§ ACTIVITY LIST:
- a) List every government health agency named in the E. coli outbreak report that follows.
- b) Continue the E. coli outbreak report that follows with a few sentences that carry on from its last sentence.

Orange County Public Health Services announced yesterday that at least seven people had become ill with E. coli O157:H7 infections after eating at a buffet-type restaurant in Lake Forest, California. Six of the people with reported E. coli infections became ill after dining at the restaurant on March 23rd or 24th. Three of the victims have been hospitalized.

The Orange County Health Care Agency and the California Department of Health Services are investigating the outbreak, but have not yet determined which food served at the restaurant was contaminated with E. coli. According to an Associated Press report, foods served at this chain of Orange County restaurants are prepared at a central kitchen, which supplies nine restaurants. No E. coli illnesses have been reported from diners at other of the chain’s restaurants in Orange County.

§ RAW DATA:
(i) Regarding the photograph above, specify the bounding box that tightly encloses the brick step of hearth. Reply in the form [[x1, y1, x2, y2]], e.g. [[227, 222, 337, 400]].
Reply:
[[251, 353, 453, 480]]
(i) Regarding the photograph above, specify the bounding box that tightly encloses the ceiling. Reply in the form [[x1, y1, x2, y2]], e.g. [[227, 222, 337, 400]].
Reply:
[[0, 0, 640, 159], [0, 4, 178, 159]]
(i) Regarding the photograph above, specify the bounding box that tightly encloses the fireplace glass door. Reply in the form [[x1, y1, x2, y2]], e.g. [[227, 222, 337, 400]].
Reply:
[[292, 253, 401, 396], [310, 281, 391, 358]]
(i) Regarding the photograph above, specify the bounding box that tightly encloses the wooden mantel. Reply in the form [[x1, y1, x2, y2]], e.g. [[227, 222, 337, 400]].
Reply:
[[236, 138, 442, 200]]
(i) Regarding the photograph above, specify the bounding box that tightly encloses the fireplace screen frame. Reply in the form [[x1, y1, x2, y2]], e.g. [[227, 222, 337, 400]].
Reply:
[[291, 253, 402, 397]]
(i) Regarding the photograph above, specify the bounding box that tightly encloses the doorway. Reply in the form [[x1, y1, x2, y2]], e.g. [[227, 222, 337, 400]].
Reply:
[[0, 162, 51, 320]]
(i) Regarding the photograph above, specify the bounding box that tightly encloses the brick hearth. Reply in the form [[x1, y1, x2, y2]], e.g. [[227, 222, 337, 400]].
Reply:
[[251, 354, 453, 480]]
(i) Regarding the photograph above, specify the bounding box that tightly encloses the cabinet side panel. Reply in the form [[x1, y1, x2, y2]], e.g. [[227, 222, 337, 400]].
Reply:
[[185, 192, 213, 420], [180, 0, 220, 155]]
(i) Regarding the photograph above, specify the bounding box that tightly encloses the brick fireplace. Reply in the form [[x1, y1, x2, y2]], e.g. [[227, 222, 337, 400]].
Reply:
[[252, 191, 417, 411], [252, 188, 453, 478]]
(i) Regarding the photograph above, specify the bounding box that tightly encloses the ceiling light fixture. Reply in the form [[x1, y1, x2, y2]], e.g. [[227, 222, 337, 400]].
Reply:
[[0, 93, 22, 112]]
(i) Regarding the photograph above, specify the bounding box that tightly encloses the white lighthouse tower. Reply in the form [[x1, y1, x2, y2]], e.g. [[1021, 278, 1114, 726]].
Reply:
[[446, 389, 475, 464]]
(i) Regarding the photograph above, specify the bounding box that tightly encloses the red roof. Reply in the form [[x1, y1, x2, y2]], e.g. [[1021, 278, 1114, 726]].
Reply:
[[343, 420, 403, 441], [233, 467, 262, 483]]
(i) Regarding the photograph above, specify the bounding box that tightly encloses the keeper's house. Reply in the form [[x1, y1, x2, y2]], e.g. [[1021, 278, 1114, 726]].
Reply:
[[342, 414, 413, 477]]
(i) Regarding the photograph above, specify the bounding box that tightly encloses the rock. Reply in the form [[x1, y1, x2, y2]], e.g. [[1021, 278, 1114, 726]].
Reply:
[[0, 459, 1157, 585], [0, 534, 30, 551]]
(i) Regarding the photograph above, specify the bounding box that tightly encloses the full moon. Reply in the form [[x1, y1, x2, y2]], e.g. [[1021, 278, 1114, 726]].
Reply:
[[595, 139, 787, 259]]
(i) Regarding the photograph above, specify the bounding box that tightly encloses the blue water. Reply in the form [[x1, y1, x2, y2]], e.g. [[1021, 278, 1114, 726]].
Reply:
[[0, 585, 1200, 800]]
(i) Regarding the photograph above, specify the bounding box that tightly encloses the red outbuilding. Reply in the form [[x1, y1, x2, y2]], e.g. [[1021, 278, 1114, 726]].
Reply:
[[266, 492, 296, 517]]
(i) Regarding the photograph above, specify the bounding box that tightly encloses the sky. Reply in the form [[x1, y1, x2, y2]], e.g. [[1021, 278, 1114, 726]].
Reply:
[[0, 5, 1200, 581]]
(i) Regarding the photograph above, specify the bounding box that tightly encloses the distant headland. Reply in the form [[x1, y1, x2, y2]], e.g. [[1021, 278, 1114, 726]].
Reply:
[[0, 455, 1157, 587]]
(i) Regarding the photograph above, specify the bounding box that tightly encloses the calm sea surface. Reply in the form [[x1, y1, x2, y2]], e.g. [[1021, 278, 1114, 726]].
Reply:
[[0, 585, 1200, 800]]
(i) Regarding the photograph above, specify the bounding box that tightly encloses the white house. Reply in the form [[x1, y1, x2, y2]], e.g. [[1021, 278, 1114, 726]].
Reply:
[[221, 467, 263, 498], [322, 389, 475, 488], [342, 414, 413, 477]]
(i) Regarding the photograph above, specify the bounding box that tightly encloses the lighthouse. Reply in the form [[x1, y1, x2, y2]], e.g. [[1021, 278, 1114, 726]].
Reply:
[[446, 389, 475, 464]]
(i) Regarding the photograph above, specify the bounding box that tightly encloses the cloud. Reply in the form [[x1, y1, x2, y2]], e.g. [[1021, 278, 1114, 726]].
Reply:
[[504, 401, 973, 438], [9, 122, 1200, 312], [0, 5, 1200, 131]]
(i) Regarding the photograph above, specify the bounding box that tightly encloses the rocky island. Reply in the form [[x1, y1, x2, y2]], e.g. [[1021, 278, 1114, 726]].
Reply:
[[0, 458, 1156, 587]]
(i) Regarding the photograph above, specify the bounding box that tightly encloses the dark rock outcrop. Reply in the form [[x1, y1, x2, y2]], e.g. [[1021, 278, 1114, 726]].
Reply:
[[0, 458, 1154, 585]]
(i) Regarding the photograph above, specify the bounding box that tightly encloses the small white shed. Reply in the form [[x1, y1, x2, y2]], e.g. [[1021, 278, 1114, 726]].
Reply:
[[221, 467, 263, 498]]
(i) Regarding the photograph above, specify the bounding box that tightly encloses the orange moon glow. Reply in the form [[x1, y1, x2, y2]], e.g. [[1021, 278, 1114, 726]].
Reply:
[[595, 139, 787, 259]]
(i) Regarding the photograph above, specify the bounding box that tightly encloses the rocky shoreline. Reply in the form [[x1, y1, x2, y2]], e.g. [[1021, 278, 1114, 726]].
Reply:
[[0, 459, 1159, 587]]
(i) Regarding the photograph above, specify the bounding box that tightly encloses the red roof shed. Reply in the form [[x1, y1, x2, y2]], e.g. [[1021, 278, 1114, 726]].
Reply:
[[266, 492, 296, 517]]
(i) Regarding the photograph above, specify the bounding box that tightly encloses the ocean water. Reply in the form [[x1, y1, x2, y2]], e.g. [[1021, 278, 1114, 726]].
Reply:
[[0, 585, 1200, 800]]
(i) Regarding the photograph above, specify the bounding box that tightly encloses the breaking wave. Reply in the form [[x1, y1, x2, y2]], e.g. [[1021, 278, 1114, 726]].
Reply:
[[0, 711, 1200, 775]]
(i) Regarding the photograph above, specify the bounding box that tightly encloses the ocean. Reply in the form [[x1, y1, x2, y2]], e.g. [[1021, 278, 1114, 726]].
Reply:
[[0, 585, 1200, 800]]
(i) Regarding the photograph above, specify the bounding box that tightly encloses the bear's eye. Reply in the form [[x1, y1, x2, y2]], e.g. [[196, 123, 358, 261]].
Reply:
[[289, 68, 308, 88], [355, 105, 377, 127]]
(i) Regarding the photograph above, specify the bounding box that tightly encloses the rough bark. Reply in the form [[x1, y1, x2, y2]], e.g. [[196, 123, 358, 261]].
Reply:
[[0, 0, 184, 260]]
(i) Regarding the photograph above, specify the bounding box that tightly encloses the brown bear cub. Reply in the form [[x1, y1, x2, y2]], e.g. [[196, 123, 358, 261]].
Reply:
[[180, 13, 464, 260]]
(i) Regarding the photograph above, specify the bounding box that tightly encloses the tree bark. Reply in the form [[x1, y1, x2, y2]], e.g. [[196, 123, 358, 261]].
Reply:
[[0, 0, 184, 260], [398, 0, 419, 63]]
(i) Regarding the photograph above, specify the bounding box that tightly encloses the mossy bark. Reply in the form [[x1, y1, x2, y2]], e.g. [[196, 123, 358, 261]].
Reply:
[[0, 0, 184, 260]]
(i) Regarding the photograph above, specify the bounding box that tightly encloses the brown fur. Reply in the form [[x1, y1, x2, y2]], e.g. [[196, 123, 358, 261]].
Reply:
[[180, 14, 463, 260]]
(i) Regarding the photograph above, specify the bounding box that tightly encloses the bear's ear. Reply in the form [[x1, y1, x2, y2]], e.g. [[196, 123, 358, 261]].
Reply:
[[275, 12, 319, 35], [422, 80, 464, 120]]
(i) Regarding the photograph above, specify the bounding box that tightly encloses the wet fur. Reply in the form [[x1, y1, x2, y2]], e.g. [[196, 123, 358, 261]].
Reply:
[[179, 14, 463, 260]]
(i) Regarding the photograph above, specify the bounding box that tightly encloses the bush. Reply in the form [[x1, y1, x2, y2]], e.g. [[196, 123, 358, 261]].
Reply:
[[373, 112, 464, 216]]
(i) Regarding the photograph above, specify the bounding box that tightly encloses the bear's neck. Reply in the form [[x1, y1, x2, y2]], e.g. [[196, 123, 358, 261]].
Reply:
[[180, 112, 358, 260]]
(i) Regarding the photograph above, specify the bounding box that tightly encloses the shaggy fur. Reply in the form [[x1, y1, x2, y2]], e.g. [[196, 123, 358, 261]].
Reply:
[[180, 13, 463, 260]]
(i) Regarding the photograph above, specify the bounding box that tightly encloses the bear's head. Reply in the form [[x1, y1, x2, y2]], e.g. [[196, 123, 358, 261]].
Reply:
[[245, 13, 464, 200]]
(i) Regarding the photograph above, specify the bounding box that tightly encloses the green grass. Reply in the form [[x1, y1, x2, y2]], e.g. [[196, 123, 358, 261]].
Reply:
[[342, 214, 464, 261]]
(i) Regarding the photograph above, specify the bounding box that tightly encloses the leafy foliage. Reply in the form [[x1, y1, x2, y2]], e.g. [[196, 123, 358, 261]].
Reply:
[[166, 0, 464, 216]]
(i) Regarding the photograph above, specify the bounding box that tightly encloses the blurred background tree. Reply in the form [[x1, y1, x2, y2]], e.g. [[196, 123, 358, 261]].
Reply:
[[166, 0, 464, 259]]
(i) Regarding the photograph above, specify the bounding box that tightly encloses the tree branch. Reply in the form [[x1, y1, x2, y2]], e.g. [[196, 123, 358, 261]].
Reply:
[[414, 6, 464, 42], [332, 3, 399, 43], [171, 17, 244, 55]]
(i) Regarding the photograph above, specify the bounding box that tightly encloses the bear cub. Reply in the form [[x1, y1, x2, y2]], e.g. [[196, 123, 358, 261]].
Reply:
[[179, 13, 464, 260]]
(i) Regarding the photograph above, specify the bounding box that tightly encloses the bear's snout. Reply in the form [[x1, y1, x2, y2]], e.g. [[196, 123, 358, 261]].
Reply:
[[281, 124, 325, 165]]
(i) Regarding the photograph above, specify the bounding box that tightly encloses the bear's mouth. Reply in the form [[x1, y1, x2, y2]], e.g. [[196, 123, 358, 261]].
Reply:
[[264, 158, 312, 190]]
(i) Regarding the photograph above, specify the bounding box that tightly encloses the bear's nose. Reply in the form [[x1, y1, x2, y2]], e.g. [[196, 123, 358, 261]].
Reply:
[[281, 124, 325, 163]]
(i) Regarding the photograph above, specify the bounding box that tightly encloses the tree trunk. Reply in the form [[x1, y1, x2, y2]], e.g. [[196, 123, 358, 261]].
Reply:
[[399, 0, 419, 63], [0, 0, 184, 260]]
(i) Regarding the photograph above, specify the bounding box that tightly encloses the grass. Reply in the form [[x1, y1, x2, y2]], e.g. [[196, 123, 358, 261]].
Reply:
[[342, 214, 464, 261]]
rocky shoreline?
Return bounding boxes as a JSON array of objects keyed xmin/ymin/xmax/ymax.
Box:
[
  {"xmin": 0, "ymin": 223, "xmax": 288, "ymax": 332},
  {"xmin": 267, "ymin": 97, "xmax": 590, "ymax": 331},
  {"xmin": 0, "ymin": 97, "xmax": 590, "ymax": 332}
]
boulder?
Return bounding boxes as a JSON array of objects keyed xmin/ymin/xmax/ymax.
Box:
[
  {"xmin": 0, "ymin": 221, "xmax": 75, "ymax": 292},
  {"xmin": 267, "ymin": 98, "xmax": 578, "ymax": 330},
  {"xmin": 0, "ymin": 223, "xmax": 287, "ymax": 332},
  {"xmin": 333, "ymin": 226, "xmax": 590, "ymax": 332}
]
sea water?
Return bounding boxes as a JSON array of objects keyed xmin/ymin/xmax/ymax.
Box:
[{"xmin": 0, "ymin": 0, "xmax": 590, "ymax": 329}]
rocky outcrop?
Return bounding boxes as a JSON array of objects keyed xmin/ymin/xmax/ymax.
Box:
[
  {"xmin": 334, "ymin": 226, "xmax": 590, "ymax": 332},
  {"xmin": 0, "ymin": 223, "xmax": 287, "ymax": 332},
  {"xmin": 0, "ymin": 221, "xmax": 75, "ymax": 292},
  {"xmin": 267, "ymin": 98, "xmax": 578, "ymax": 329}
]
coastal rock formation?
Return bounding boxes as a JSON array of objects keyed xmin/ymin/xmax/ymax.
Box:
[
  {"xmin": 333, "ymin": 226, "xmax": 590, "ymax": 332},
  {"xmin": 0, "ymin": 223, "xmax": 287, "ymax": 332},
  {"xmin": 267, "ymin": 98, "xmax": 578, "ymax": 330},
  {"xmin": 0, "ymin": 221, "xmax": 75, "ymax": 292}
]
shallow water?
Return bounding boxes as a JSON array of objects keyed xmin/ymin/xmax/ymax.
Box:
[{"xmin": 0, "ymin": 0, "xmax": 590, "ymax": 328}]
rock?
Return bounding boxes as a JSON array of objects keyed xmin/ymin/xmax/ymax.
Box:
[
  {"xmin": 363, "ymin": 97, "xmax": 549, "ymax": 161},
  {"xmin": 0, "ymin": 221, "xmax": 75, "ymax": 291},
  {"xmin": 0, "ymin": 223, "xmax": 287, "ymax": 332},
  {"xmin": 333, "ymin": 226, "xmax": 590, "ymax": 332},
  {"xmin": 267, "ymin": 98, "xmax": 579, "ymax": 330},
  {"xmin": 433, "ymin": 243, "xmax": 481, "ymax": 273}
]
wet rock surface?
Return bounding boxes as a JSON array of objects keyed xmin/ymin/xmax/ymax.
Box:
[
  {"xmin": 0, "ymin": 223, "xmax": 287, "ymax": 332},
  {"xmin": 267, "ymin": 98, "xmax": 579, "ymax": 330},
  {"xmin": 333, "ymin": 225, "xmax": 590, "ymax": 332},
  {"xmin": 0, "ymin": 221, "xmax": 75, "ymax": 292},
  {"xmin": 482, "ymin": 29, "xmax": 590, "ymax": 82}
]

§ YOUR WRITTEN ANSWERS:
- a)
Orange County Public Health Services
Orange County Health Care Agency
California Department of Health Services

- b)
“More has to be done to ensure the safety of our food supply,” said attorney William Marler, who is representing 93 victims of last year’s spinach E. coli outbreak and over 4,500 victims of the Salmonella outbreak that was traced to contaminated peanut butter. “Consumer confidence has been shaken, and we need to know that the food we’re putting into our bodies, whether at home or in restaurants, is not contaminated with pathogenic bacteria that could kill us.”

The Centers for Disease Control and Prevention estimates that 73,000 cases of Escherichia coli O157:H7, or E. coli, occur annually in the United States. Every year, 2,100 Americans are hospitalized, and 61 people die as a direct result of E. coli infections and its complications.